* _Consigne_: Recopiez les lignes depuis le début jusqu'à celle qui contient « [742,321,760,353] », incluse, en substituant « localizer » à « detector » et sans rien modifier d'autre.

* _Lignes de données_:

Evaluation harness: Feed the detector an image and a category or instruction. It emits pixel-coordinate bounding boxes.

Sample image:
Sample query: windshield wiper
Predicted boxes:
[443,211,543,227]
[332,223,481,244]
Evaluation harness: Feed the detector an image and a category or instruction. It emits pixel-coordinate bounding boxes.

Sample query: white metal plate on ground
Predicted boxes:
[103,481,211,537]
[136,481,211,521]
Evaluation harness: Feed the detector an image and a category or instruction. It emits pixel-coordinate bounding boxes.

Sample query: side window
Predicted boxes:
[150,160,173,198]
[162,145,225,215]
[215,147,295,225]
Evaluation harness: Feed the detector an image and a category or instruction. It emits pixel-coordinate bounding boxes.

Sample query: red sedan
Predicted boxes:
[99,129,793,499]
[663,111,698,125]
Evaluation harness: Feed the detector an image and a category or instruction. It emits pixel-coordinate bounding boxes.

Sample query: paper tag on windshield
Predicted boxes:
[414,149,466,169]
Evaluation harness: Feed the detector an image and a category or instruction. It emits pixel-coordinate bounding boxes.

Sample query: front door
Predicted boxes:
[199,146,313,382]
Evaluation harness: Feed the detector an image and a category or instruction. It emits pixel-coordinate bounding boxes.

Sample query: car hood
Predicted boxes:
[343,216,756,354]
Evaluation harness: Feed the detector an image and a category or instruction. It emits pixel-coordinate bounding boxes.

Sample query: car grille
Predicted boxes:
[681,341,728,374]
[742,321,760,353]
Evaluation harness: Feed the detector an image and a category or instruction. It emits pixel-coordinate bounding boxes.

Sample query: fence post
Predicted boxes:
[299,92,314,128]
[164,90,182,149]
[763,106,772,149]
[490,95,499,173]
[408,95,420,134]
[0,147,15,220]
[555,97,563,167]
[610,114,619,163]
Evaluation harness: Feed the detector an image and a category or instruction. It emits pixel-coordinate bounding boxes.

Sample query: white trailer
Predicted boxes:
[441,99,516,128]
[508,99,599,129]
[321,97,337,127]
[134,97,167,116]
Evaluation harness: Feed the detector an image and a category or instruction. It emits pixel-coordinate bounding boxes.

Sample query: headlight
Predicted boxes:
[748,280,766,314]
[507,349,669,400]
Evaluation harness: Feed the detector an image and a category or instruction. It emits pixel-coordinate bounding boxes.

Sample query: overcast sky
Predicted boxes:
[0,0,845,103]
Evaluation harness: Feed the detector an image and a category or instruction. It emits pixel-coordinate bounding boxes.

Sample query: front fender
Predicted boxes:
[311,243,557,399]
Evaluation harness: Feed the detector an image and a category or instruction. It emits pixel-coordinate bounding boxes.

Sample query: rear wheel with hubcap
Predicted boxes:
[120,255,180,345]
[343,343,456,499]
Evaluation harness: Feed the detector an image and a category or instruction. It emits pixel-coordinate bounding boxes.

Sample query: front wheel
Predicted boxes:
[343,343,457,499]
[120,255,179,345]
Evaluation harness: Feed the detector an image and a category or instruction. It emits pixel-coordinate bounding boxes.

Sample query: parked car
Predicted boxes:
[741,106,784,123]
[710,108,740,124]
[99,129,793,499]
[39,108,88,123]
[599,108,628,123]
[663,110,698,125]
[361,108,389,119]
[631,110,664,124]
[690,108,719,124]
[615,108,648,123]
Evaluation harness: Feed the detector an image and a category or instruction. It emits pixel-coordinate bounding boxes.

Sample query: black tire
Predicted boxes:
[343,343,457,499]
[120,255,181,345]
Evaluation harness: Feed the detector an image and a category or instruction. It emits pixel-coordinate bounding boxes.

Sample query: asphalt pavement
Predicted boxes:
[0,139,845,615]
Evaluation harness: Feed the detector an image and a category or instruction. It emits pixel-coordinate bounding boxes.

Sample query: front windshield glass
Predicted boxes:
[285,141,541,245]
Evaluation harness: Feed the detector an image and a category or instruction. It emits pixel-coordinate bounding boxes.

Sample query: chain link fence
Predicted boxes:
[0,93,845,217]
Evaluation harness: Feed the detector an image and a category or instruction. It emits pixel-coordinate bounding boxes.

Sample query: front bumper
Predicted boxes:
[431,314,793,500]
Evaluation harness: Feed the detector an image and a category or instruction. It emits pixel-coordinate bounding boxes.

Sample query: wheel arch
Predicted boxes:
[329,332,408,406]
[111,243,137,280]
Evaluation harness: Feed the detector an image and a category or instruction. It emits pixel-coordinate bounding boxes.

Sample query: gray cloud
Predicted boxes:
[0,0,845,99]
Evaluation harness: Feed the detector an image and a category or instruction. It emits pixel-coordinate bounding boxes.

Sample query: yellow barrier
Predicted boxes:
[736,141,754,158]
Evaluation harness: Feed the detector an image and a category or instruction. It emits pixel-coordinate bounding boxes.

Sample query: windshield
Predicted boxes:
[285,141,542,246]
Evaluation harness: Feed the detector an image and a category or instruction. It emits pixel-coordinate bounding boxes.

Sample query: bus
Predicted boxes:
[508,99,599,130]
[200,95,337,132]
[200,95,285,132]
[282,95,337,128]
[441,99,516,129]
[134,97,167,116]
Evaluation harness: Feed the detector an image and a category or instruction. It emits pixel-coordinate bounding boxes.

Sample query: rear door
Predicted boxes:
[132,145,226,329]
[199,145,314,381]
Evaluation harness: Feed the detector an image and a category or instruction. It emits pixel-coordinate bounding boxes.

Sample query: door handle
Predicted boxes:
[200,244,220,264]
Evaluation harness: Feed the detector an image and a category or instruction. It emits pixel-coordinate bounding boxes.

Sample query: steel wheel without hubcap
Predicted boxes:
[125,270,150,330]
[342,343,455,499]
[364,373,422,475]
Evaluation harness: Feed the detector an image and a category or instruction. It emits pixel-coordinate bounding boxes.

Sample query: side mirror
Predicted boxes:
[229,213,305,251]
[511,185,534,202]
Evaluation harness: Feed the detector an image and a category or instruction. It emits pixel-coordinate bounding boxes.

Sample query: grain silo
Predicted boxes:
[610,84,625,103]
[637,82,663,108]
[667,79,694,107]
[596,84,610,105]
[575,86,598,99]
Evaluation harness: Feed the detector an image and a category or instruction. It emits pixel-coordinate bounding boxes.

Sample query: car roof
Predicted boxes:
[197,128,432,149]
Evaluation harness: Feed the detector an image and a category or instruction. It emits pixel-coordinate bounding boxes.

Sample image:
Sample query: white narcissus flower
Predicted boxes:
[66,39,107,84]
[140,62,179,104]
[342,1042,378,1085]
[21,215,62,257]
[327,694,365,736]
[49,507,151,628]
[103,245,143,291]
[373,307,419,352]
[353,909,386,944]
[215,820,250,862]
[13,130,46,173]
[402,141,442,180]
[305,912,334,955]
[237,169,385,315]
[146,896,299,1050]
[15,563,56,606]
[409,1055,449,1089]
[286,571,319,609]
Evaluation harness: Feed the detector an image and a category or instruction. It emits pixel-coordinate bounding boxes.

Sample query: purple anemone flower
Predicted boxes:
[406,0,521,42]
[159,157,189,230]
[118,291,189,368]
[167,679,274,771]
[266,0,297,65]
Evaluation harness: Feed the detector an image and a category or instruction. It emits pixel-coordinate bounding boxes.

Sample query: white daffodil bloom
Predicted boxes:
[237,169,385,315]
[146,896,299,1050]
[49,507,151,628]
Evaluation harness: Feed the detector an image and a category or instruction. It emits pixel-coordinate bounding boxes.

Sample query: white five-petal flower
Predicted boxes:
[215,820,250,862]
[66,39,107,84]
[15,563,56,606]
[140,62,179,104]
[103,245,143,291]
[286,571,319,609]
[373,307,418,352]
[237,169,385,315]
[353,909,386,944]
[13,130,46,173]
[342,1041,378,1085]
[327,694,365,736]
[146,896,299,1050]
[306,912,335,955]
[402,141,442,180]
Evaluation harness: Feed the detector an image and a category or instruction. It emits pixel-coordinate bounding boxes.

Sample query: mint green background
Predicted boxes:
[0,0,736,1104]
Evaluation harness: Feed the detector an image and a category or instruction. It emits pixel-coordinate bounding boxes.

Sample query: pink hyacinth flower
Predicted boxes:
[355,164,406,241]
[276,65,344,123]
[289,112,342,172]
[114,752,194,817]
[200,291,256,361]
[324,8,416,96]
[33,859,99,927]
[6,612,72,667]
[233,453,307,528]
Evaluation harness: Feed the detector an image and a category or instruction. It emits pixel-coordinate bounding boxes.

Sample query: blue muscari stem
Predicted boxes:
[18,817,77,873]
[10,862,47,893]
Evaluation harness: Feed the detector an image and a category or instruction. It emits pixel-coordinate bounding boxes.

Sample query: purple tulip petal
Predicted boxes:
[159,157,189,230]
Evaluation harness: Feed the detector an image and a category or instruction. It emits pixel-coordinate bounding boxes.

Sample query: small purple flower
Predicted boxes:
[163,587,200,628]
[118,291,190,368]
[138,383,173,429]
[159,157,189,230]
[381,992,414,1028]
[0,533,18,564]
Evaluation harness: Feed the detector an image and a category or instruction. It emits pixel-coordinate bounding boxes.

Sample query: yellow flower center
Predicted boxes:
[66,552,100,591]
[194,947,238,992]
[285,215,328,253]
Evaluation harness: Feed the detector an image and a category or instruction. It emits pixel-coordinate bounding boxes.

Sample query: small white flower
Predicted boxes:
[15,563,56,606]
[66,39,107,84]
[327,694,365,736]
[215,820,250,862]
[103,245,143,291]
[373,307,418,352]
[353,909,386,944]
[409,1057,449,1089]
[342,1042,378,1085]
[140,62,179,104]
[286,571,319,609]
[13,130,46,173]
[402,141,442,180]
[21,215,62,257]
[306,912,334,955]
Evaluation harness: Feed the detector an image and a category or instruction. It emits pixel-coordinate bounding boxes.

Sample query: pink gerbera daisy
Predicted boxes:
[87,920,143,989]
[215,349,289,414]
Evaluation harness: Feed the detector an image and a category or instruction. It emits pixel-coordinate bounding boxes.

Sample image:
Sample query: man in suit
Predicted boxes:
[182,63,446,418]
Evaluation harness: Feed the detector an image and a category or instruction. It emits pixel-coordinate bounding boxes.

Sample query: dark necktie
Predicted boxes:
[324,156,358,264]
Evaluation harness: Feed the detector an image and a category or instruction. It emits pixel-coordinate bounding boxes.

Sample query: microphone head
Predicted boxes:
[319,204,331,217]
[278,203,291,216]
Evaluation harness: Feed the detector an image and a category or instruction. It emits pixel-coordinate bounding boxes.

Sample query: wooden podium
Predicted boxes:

* _Réponse_:
Evaluation harness: Feed the localizer an image and a category or instruction. It emits pixel-coordinate bounding boxes.

Sample image:
Sample query: windshield wiper
Predicted boxes:
[443,211,543,227]
[332,223,481,244]
Evaluation harness: Feed the localizer an image and a category or instruction. It emits pixel-coordinate bounding boxes.

Sample query: white metal plate on ground
Predicted boxes:
[103,481,211,537]
[136,481,211,521]
Evaluation harness: Feed the localizer an image and a category or instruction. It emits pixel-coordinate bounding boxes.

Sample query: side window
Predicted boxes:
[150,160,173,198]
[162,145,225,215]
[215,147,295,225]
Evaluation harness: Feed the localizer an image and a category or instruction. It emits pixel-coordinate bounding boxes.

Sample query: red sedan
Predicted boxes:
[99,129,793,499]
[663,111,698,125]
Evaluation harness: Feed the localizer an image and a category or instruction. It emits pixel-coordinate bounding boxes.

Sample query: paper tag on windshield
Predicted boxes:
[414,149,466,169]
Evaluation harness: Feed the localizer an image and a category or instruction. It emits pixel-coordinate bounding boxes.

Sample query: front door
Predicted boxes:
[199,146,313,382]
Evaluation harness: Feed the localizer an image and a category or instruction. It emits pixel-coordinate bounding boxes.

Sample query: car hood
Predicted boxes:
[343,216,756,354]
Evaluation harness: Feed the localizer an image and a category or instruction. It emits pixel-coordinate bounding boxes.

Sample query: car grille
Predicted boxes:
[681,341,728,374]
[742,321,760,353]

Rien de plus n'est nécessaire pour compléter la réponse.